● **Stated task**
Copy out the records below word for word, keeping every line as it stands.

Dataset excerpt:
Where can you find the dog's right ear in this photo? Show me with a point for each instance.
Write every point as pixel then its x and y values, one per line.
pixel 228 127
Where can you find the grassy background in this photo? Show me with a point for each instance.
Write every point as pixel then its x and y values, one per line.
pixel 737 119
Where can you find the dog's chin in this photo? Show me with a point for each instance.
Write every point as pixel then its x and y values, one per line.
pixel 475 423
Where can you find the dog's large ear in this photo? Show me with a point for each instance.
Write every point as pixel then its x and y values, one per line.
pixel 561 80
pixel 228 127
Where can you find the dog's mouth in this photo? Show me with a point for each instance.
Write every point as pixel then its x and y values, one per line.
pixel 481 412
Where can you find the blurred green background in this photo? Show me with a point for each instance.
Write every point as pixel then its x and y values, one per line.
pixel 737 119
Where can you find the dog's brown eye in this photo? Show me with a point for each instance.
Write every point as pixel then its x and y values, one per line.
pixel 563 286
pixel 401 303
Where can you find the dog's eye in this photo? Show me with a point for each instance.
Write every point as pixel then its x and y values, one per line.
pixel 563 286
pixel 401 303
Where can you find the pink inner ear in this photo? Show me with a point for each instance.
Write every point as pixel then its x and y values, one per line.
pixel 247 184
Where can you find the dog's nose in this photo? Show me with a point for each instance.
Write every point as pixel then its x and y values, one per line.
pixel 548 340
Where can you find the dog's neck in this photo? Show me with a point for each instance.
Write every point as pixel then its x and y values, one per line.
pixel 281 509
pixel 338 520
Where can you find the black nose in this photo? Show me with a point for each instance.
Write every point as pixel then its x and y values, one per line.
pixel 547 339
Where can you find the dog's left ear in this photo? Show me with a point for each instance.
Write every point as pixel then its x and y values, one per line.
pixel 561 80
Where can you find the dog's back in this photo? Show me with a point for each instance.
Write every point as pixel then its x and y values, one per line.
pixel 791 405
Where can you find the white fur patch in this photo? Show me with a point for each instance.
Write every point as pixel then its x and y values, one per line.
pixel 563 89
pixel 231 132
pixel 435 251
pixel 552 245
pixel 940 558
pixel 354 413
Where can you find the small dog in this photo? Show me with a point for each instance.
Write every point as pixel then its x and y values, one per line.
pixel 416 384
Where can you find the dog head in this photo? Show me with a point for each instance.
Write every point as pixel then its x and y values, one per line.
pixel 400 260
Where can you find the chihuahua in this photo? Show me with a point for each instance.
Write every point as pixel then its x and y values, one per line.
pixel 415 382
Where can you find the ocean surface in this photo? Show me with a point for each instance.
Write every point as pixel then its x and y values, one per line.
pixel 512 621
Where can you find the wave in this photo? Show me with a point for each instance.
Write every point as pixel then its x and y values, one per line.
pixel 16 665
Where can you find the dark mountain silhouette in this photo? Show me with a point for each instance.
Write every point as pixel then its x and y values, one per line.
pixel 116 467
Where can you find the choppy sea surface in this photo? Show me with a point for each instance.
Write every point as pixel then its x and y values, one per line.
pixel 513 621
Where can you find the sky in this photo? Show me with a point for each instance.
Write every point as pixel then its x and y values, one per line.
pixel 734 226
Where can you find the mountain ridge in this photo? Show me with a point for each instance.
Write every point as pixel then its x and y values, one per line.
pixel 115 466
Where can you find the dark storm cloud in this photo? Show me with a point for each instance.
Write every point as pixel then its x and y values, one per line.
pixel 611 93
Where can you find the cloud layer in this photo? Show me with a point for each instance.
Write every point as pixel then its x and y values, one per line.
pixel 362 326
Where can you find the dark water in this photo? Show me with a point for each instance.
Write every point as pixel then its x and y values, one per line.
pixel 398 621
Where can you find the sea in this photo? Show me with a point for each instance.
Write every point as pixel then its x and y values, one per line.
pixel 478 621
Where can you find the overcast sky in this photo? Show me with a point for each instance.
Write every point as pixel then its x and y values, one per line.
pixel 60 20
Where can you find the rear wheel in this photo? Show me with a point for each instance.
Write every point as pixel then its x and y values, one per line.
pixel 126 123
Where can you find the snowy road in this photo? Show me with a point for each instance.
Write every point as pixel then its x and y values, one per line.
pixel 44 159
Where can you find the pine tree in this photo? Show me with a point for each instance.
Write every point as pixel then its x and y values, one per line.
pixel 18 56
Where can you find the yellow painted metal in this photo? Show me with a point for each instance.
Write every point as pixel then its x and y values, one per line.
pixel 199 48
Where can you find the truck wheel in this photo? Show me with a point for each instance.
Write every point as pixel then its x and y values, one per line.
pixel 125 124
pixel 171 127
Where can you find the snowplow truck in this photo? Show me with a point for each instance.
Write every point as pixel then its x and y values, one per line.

● **Exercise answer**
Where can you find the dog's right ear in this photo? Show me with a point for each instance.
Write every point as pixel then its x and y values, one per line.
pixel 228 127
Where can you find the grassy background in this photo? Show me with a point for each instance.
Write every point as pixel then its x and y values, one per line.
pixel 737 119
Where can you find the dog's chin in this photo? Show me with a point for each instance.
Write every point as pixel then its x and y values, one per line.
pixel 475 423
Where can you find the dog's large ear in this photo? Show me with a point for each instance.
Write every point as pixel then its x and y values, one per line.
pixel 561 80
pixel 228 127
Where can you find the dog's mouth in this photo? Show me with a point for each instance.
Write every point as pixel then its x and y values, one per line.
pixel 481 412
Where can you find the blurred green background in this photo? Show me with a point for each instance.
Write every point as pixel then its x and y values, one per line.
pixel 737 119
Where can you find the dog's brown eye in this photo? Show me with a point for each instance.
Write every point as pixel then its x and y values, one per line.
pixel 563 286
pixel 401 303
Where can you find the dog's eye in this photo? Show me with a point for each instance.
Write every point as pixel then its x and y values, one per line.
pixel 563 286
pixel 401 303
Where can you find the pink inner ear in this photo? Show me with a point for each instance.
Write every point as pixel then its x and y values, one per line.
pixel 247 184
Where can you find the dog's nose in this photo? Show me with a point for each instance.
Write every point as pixel then its x and y values, one per line.
pixel 548 340
Where can you find the dog's neck in this photo? Show me with a point for each instance.
Write every point as pixel then its x and y values, one per line.
pixel 281 509
pixel 338 520
Where can you find the black nose in this photo? Show me with a point for each instance.
Write every point as pixel then its x and y values, one per line.
pixel 547 339
Where can you find the dog's left ear in this photo? Show me with a point for each instance.
Write every point as pixel then its x and y values, one per line.
pixel 561 80
Where can you find the dog's back in this photo? Show me with a point for each instance.
Write every point as pixel then its x and y values, one per line.
pixel 791 405
Where can you find the white fur patch in this photo? Show me with a point for each instance.
Write every point as pixel then its x and y values, one per line.
pixel 563 89
pixel 231 132
pixel 435 251
pixel 552 245
pixel 940 558
pixel 354 413
Where can you find the small dog in this photo? Show me with a point for each instance.
Write every point as pixel then its x and y values, one per line.
pixel 416 384
Where can you find the dog head in this photo? Show me with a point for each instance.
Write every point as pixel then its x and y values, one per line.
pixel 400 260
Where can you find the chihuahua in this photo? Show me with a point for each instance.
Write every point as pixel then its x and y values, one per line.
pixel 415 382
Where can you find the ocean surface in this photo? Show me with a point for each instance.
Write every point as pixel then its x and y values, one per line.
pixel 512 621
Where can you find the wave in this photo? Show me with a point for each instance.
Write every point as pixel then its x and y values, one per line.
pixel 16 665
Where can you find the dark mountain silhouette in this photo? Show me with a point for each instance.
Write every point as pixel then its x and y values, one per line.
pixel 116 467
Where can you find the choppy sea surface in this photo? Show me with a point for each instance.
Write every point as pixel then its x and y values, one per line.
pixel 513 621
Where can you find the sky in this photo? Show me with a point for each instance.
Write every point as pixel then its x and y values, one per line.
pixel 734 226
Where can you find the mountain ridge in this photo? Show me with a point for each instance.
Write every point as pixel then its x and y values, one per line.
pixel 115 466
Where can you find the dark storm cloud in this photo? Show me with a point for each instance.
Write every point as pixel then its x and y values, one per line.
pixel 611 93
Where can you find the cloud layer in this photo? Show me with a point for each instance.
Write every point as pixel then its x and y values, one per line.
pixel 362 326
Where can you find the dark water in this photo? Show me with a point for each instance.
Write every point as pixel then its x and y values, one per line.
pixel 398 621
Where can you find the sea in this photo? Show me with a point for each instance.
Write every point as pixel then its x and y values, one per line.
pixel 478 621
Where can you find the overcast sky in this photo? Show me with a point for each instance.
Write every point as pixel then its x and y values, one per line.
pixel 60 20
Where can you find the rear wheel in this photo? Show me with a point for each instance.
Write every point as pixel then its x and y values, one per line.
pixel 126 123
Where can you find the snowy road in this photo? Show me with a point for each instance.
Write every point as pixel then its x and y values, one per line.
pixel 44 159
Where can you find the pine tree in this photo? Show me with a point for each instance.
Write every point as pixel then its x and y values, one per line.
pixel 18 56
Where can you find the yellow painted metal in this photo? Show me with a point for each instance.
Write every point as pixel then its x and y values, one per line.
pixel 199 48
Where can you find the truck wheel in this photo? Show me with a point for each instance.
Write every point as pixel then its x and y values, one per line.
pixel 125 124
pixel 171 127
Where can you find the snowplow truck in this photo? Show me with a point for each instance.
Write every point as pixel then its x and y values, one per line.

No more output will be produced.